> [EXTRAIT DU DOCUMENT]
══════════════════════════════
Deux grosses tendances culinaires du continent américain ont mis la pression sur le thon. D’abord, la passion des bars à sushis. Puis, il y a une dizaine d’années, celle du poke bowl. Ces deux modes ont augmenté la demande de produits de la mer autant que le dépit d’Alan Tsuchiyama, partagé par de nombreux chefs locaux : «Le poke qui est exporté, il n’a rien à voir avec le nôtre. C’est juste un bol avec plein d’ingrédients, une salade en quelque sorte. D’ailleurs, ici, on ne le sert même pas dans des bols.»
En général, le plat hawaïen est servi dans un contenant rond en plastique ou une boîte en carton, rien de très instagrammable. Il se consomme souvent en pupu, comme une sorte d’apéritif avec d’autres garnitures à picorer à côté : salade de pommes de terre, kimchi, poï (du taro bouilli). Les pupus se partagent avec quelques proches sur la plage autour d’une bière. Parfois, le poke fait office de repas complet, on le rapporte chez soi pour le manger avec un peu de riz. Keoni Chang est le chef en charge des recettes proposées par Foodland, une chaîne de supermarchés locale à Hawaï. Il se souvient de l’albule pêché par son grand-père dans son enfance et du poke que celui-ci préparait. La peau pas complètement écaillée, la chair nettoyée à coups de bière et un peu de gros sel.
Les choses ont bien changé et il admet volontiers que Foodland y a participé. On peut s’y procurer le mets au poids, en même temps qu’on y achète ses légumes ou sa lessive. «On a commencé à en vendre dans les années 70 ou 80», estimet-il. Et comme les supermarchés promettent l’opulence, Foodland a vite imaginé de nombreuses variétés pour se démarquer. La chaîne propose aujourd’hui «jusqu’à 30 recettes différentes» à base d’une telle diversité de poissons que certains sont importés.
«Transition de la culture»
══════════════════════════════
Étiquettes de photos avec cadres:

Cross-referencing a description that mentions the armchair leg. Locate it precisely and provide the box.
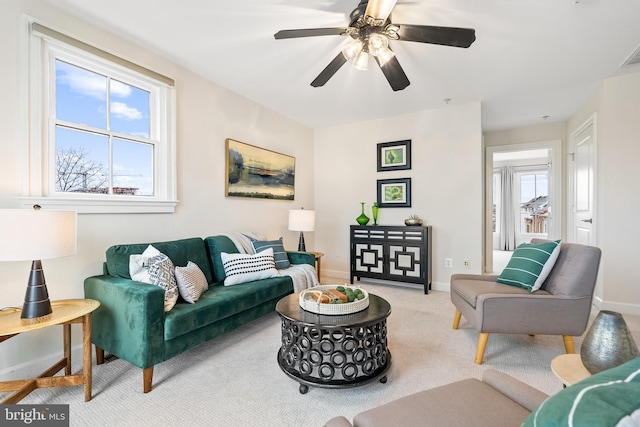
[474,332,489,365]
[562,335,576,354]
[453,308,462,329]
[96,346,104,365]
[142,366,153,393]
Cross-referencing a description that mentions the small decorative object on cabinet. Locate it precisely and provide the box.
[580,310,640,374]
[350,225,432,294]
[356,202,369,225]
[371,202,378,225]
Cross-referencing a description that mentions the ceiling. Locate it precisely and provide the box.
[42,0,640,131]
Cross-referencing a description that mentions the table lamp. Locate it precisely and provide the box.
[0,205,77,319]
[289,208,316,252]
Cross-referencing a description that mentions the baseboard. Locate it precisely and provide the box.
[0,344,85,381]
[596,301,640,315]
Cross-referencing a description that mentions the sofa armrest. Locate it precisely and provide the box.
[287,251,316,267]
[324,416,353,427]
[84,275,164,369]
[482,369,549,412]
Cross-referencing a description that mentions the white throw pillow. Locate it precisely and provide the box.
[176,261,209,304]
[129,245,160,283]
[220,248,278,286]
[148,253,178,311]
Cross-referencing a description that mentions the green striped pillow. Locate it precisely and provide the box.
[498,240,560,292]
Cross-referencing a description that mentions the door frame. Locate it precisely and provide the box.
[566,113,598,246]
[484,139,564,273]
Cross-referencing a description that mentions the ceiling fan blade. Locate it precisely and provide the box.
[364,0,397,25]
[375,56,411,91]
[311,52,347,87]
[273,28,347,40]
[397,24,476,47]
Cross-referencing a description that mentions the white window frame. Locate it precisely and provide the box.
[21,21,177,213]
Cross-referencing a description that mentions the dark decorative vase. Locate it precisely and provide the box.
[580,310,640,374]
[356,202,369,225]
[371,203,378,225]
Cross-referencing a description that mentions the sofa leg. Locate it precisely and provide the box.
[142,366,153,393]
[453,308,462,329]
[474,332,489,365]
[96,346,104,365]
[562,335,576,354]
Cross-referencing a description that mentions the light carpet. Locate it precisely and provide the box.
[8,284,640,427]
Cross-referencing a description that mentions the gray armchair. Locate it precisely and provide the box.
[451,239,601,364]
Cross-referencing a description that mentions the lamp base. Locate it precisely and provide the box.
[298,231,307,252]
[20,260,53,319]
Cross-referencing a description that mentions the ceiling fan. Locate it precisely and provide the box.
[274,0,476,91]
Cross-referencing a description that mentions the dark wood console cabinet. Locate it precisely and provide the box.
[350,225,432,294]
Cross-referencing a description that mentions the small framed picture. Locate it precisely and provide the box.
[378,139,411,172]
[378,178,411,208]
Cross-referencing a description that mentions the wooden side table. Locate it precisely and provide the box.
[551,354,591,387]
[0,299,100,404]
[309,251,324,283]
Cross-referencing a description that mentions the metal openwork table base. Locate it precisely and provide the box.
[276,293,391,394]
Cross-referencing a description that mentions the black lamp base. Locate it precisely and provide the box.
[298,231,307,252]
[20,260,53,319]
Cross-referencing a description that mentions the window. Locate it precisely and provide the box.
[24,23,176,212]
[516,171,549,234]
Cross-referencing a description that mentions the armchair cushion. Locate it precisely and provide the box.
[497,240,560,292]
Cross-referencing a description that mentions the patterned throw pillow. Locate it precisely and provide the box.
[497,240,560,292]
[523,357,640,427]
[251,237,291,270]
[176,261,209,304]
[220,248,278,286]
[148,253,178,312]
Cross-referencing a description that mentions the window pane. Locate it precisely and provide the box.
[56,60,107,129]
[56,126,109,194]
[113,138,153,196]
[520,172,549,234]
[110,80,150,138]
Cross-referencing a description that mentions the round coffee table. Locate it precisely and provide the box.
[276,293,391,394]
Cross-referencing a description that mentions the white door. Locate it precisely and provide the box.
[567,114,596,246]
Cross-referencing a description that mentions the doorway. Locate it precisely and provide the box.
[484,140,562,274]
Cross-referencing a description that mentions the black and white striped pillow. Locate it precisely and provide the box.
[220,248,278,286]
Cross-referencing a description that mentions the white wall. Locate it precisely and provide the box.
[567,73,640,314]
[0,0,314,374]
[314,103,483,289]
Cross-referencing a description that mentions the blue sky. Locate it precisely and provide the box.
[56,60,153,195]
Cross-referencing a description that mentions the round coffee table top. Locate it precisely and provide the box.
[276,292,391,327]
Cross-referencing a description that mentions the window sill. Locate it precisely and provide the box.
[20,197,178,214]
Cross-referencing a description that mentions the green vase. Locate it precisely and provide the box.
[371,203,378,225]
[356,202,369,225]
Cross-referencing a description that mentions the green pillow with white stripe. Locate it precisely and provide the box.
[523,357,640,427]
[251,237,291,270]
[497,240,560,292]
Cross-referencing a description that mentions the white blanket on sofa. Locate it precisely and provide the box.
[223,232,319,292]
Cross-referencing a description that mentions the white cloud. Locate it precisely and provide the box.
══════════════════════════════
> [LISTE DES TÂCHES]
A. Répondez à ces questions sur l'extrait consacré au poke :
(i) Quelles sont les deux tendances culinaires du continent américain qui ont mis la pression sur le thon ?
(ii) Quel poisson le grand-père de Keoni Chang pêchait-il ?
(iii) Jusqu'à combien de recettes différentes Foodland propose-t-elle aujourd'hui ?
B. Dans les enregistrements, ajoutez 67 à chaque coordonnée des cadres, de la ligne qui contient "Cross-referencing a description that mentions the window." jusqu'à celle qui contient "[484,140,562,274]" incluse. Redonnez toutes ces lignes sans en omettre aucune.

> [RÉPONSES PAR TÂCHE]
A.
(i) La passion des bars à sushis, puis celle du poke bowl.
(ii) L'albule.
(iii) Jusqu'à 30 recettes différentes.

B.
Cross-referencing a description that mentions the window. Locate it precisely and provide the box.
[91,90,243,279]
[583,238,616,301]
Cross-referencing a description that mentions the armchair cushion. Locate it precisely and provide the box.
[564,307,627,359]
Cross-referencing a description that mentions the patterned throw pillow. Locate it precisely and provide the box.
[564,307,627,359]
[590,424,707,494]
[318,304,358,337]
[243,328,276,371]
[287,315,345,353]
[215,320,245,379]
Cross-referencing a description that mentions the window pane. Locate it precisely and provide the box.
[123,127,174,196]
[123,193,176,261]
[180,205,220,263]
[587,239,616,301]
[177,147,217,205]
Cross-referencing a description that mentions the round coffee table. Locate it precisely and provide the box.
[343,360,458,461]
Cross-referencing a description that mentions the white door. Locate it precisely and provide the box.
[634,181,663,313]
Cross-referencing a description that mentions the doorway. Locate it precisely and provide the box.
[551,207,629,341]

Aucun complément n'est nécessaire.